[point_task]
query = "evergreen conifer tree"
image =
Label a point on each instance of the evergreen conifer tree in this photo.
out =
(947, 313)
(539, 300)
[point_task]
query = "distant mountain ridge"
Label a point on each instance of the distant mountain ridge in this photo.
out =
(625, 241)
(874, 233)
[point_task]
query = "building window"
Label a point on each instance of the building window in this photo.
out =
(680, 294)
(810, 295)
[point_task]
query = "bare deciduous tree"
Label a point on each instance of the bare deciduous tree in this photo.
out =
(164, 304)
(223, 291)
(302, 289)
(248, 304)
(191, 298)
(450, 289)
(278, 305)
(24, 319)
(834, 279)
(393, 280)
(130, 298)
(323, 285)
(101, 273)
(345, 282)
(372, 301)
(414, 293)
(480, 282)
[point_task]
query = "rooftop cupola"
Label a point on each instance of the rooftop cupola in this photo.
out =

---

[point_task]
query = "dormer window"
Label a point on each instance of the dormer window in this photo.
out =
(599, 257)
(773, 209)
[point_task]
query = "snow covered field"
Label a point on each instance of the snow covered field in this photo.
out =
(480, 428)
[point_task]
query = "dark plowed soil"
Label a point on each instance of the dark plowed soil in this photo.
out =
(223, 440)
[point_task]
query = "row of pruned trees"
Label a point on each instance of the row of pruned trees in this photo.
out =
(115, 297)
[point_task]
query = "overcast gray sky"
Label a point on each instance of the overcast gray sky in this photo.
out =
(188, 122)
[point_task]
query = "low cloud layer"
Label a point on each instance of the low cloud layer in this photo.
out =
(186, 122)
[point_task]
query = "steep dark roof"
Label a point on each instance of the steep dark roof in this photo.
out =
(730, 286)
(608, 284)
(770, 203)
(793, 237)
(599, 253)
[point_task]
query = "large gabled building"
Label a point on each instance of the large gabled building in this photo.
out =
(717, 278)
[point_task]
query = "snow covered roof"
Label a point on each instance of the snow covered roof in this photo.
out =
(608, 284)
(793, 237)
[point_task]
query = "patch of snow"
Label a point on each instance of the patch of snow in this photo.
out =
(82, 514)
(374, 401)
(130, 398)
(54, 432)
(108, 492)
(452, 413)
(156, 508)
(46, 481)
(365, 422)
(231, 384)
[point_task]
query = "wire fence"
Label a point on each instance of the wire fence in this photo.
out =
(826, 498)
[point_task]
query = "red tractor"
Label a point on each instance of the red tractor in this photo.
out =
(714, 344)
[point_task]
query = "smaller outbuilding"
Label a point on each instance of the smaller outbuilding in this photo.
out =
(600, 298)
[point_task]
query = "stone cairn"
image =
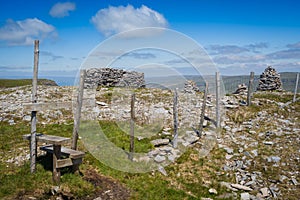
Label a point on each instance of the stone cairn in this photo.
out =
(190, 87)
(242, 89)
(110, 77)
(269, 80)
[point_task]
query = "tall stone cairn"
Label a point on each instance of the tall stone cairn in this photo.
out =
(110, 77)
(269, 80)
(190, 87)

* * *

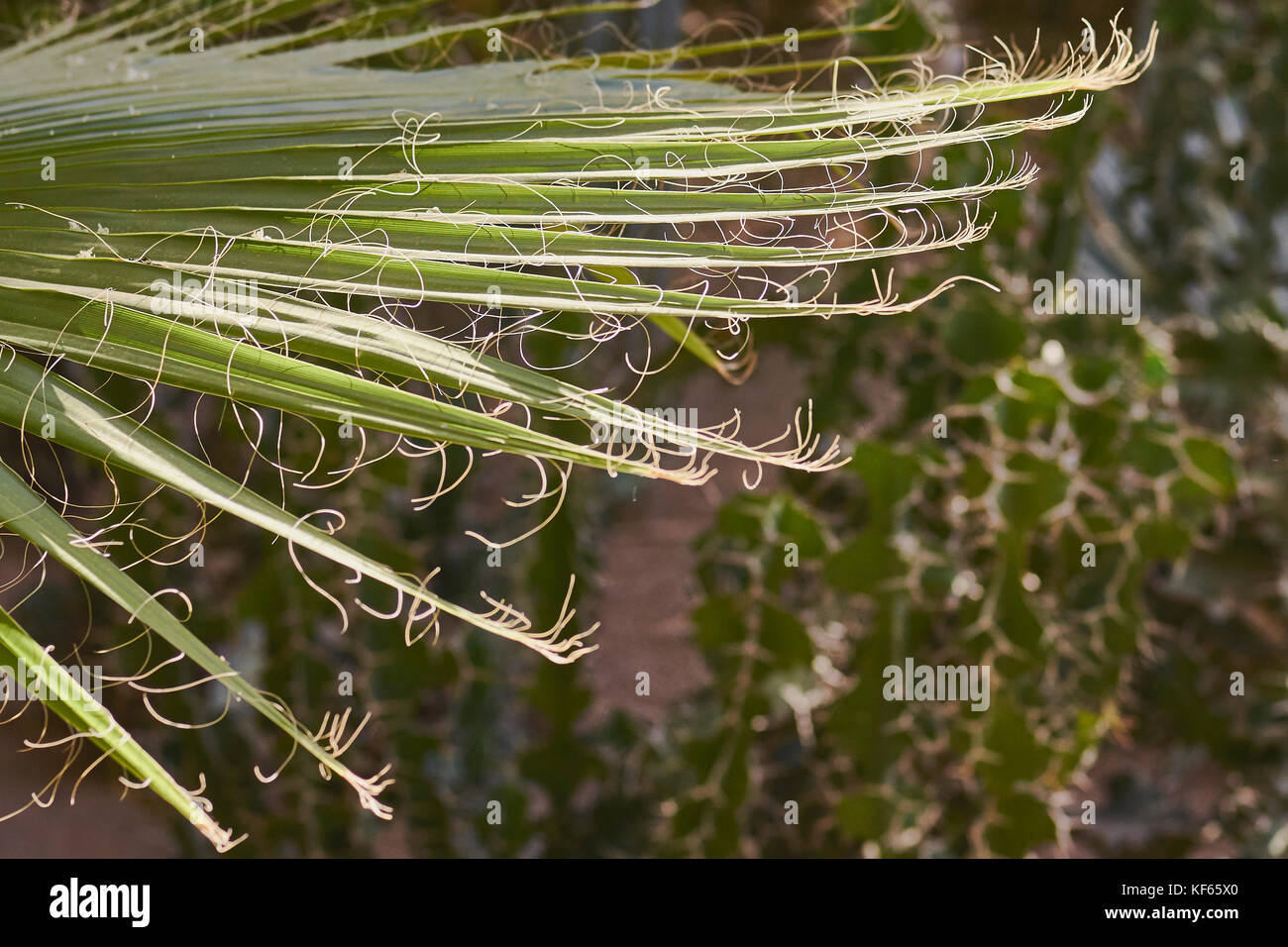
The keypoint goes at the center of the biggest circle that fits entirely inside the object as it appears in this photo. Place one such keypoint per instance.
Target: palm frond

PROBLEM:
Every line above in which the word "soil" occurs needs to be copied.

TASK RESULT:
query = "dark plowed soil"
Label a point on each instance of the dark plowed soil in this photo.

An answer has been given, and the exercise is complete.